_Instructions for the task_. Convert the lines from the one containing "instance of the sky" to the one containing "[[424, 221]]", both included, into a numbered list without any blank lines.

_Dataset records_.
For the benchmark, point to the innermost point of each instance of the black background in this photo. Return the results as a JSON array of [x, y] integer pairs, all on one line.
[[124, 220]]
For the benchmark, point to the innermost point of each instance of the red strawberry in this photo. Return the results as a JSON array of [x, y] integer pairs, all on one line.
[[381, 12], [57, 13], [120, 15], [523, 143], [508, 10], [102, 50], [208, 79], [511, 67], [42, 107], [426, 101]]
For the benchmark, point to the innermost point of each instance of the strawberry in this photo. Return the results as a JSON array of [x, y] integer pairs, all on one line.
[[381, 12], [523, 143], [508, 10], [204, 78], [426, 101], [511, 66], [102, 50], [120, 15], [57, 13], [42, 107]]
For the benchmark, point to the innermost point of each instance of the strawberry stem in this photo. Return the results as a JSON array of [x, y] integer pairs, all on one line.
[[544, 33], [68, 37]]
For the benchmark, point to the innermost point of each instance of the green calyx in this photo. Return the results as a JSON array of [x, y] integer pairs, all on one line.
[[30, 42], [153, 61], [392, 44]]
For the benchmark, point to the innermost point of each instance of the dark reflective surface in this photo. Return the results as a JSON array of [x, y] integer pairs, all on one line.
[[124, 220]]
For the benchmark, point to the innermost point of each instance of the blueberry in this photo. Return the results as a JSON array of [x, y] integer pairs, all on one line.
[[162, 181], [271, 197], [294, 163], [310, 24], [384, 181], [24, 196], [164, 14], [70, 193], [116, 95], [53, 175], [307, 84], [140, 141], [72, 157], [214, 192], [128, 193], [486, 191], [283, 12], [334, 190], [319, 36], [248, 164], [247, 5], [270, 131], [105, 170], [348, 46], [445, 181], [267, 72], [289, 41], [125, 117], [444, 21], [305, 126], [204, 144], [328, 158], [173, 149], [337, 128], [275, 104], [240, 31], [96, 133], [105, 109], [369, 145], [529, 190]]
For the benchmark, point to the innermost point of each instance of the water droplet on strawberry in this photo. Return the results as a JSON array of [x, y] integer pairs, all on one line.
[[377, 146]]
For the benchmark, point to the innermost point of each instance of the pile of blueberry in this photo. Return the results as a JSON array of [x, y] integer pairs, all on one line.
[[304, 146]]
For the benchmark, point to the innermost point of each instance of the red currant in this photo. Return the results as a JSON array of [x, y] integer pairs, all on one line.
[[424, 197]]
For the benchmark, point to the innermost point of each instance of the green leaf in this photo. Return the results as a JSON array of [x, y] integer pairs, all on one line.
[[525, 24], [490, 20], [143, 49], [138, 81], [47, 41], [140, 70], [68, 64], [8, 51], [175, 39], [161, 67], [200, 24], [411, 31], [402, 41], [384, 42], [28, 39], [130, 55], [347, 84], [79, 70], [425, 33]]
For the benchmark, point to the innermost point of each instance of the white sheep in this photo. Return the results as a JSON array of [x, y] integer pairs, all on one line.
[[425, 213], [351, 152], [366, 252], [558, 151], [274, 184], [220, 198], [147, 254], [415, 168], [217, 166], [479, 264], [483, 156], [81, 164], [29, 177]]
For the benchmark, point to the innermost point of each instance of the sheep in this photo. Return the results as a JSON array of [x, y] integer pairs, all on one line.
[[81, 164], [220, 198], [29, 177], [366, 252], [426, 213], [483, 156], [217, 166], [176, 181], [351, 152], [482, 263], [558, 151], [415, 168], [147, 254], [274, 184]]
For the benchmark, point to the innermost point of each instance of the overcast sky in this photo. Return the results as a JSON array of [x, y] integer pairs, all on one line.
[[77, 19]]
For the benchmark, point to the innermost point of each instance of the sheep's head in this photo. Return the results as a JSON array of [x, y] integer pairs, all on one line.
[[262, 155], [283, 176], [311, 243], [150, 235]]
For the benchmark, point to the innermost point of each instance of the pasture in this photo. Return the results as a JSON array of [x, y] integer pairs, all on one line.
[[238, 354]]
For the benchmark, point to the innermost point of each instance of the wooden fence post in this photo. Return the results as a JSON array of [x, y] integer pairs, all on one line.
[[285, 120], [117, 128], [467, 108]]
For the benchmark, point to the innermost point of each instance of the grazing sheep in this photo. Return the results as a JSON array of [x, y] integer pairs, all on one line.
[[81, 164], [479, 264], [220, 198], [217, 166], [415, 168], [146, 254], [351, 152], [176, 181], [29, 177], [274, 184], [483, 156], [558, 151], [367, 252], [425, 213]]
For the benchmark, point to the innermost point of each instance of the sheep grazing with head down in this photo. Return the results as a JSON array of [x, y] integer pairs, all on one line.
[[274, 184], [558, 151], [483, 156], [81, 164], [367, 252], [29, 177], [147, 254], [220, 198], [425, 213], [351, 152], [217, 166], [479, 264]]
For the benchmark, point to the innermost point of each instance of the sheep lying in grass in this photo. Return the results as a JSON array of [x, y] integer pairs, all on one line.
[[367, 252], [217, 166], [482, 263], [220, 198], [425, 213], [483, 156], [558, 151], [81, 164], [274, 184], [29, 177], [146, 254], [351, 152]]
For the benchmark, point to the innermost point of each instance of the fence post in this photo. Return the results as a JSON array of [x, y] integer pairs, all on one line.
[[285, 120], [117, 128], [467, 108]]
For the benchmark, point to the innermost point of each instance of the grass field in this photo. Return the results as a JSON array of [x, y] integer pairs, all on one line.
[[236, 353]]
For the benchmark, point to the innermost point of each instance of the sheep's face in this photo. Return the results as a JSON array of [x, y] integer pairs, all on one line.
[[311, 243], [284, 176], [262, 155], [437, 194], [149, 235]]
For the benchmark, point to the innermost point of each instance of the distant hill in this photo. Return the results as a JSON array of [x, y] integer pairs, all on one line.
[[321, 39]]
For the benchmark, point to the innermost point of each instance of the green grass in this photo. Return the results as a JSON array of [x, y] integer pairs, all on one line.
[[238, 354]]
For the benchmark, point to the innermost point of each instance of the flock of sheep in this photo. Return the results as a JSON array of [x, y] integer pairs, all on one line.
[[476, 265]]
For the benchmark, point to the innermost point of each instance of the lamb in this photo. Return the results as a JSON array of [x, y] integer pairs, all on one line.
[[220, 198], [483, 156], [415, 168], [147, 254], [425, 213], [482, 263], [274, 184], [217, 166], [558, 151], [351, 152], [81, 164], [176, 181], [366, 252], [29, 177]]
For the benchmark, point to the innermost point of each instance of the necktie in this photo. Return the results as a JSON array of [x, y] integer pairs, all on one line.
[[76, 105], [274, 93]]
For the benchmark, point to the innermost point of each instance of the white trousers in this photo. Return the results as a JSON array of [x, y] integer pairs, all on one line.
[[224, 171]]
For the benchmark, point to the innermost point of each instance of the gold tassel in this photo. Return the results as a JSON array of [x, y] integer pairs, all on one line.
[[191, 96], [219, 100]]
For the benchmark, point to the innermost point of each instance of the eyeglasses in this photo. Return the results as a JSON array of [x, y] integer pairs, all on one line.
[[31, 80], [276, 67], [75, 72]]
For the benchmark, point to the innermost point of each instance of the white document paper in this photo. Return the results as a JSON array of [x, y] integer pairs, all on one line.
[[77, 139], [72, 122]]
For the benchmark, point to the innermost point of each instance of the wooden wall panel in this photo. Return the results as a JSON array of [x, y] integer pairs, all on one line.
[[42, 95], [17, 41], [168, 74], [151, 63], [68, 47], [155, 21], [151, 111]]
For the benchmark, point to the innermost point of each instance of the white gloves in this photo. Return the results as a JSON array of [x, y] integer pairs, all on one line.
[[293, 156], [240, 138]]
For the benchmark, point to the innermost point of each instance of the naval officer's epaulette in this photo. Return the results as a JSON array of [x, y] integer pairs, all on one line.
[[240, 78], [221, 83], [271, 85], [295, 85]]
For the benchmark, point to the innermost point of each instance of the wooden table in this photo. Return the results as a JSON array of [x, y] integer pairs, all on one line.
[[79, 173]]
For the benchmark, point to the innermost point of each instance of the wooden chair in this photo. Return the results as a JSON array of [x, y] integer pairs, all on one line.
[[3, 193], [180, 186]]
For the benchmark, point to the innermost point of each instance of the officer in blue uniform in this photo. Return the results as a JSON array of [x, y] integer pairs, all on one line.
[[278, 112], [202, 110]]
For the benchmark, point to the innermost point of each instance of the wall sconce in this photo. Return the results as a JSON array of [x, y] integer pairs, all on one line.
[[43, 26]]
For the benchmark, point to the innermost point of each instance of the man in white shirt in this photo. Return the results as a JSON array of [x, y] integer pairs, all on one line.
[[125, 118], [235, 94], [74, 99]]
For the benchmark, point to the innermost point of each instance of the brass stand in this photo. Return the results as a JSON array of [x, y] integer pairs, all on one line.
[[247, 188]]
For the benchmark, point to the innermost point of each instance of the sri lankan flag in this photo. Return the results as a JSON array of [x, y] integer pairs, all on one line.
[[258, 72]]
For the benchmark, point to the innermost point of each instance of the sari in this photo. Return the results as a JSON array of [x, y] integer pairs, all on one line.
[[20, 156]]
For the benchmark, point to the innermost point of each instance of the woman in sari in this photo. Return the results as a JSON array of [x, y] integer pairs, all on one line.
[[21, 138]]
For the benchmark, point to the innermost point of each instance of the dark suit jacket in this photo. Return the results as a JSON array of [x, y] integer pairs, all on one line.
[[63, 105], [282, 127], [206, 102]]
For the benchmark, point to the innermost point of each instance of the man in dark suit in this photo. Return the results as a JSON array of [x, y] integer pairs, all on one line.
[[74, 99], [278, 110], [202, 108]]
==
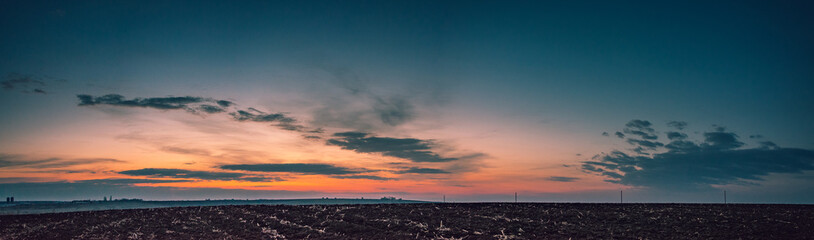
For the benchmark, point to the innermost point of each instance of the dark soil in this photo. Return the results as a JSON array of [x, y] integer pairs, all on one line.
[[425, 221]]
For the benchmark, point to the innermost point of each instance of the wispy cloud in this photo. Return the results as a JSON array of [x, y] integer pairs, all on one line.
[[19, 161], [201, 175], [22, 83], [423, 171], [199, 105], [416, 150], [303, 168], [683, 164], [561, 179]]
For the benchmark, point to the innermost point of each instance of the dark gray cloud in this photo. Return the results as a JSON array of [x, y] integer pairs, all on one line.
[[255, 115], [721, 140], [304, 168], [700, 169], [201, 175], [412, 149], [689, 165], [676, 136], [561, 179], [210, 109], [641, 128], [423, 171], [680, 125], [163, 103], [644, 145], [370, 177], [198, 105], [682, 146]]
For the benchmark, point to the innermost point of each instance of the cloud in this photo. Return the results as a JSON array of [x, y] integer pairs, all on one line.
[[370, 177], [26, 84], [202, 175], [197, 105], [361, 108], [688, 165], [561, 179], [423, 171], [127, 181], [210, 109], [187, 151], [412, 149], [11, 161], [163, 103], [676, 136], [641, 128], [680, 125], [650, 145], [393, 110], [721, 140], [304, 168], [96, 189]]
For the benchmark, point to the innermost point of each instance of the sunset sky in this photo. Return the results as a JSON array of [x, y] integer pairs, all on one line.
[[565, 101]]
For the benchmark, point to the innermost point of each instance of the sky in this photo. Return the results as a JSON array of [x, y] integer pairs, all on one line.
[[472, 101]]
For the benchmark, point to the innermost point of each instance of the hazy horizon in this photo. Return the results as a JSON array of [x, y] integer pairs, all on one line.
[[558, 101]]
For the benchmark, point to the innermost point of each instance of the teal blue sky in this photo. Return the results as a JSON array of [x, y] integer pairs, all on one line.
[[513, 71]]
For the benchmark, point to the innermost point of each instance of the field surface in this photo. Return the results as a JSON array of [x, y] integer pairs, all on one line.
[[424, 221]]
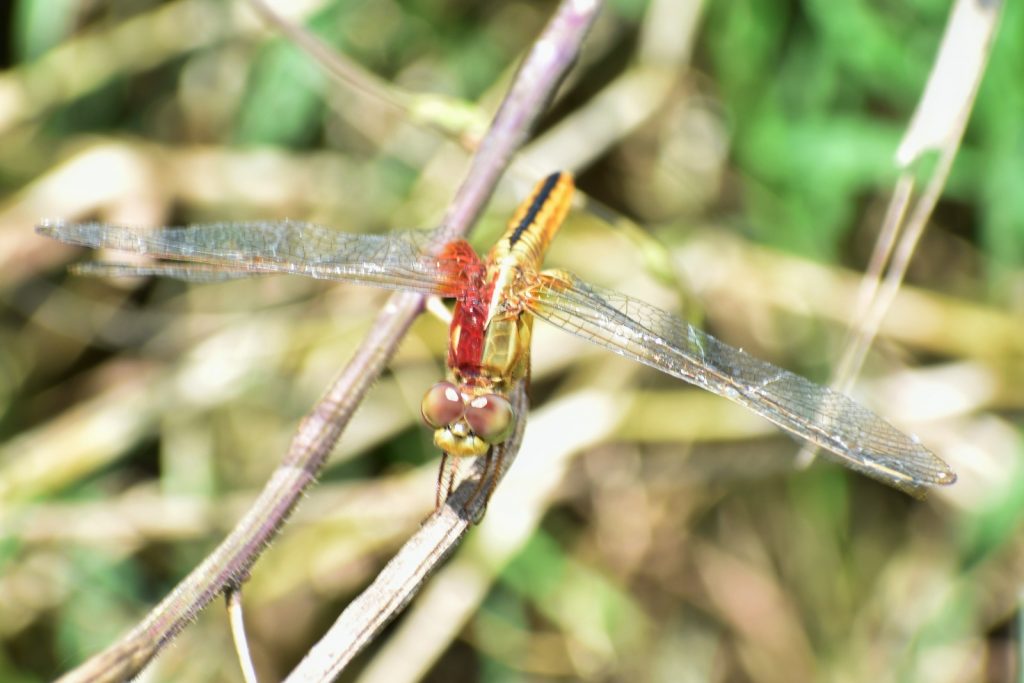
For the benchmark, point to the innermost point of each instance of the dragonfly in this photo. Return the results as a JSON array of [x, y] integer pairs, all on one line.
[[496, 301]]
---
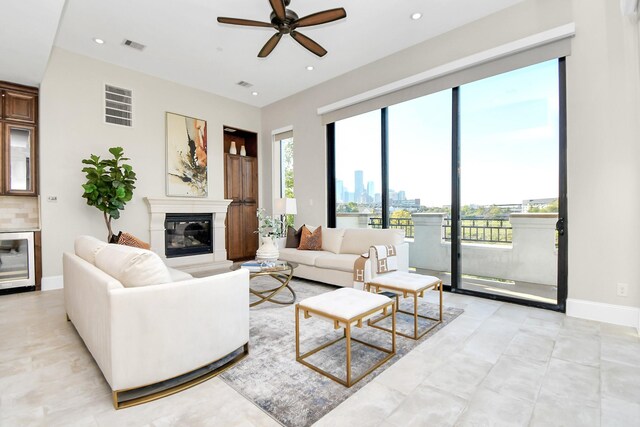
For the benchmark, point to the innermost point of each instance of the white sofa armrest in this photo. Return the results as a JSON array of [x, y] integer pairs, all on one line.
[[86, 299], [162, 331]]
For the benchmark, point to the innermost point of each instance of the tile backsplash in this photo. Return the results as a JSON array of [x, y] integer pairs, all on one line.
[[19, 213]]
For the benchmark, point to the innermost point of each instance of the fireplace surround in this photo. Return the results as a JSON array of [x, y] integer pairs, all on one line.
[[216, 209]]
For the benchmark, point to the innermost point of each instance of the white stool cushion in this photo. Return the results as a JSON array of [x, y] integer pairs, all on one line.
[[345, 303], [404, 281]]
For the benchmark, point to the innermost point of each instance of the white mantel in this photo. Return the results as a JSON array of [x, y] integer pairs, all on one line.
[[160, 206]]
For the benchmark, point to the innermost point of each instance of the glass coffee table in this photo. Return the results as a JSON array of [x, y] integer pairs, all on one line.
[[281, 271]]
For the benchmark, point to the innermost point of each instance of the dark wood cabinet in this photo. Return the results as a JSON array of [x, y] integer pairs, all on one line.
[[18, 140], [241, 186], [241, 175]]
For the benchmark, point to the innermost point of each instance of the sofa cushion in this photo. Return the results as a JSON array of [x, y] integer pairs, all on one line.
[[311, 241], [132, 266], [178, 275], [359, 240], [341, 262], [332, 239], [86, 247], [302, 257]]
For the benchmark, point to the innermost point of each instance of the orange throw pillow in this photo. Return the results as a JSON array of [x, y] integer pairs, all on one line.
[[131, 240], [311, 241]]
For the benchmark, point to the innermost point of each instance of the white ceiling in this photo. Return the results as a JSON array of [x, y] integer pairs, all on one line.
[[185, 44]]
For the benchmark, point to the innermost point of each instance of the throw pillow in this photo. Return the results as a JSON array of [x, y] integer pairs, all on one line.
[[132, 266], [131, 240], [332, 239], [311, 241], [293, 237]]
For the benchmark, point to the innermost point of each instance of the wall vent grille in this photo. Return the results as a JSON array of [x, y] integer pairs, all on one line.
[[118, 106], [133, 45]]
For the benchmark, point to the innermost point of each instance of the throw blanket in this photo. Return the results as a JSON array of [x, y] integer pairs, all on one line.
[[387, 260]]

_Task result_.
1. For the benchmark, point to the innermost point of each instance of the sky in this photo. Return the results as a JSON array of [x, y] integer pairs, all on one line.
2. [[472, 101]]
3. For the benchmark, point to the innermost point of each instance of the hazy horizon in this photo. Return the results as a JSON array of [x, y] integer pairs, all on one line.
4. [[558, 101]]
5. For the benchmark, point to the innermost point of each instance of the teal blue sky in this photo. Return the results as a JSON array of [x, y] integer pairs, all on one line.
6. [[513, 71]]
7. For the benchmark, point to the innermost point of each instance of the field surface in this photo. Return the results as a JSON array of [x, y] integer pairs, all on one line.
8. [[424, 221]]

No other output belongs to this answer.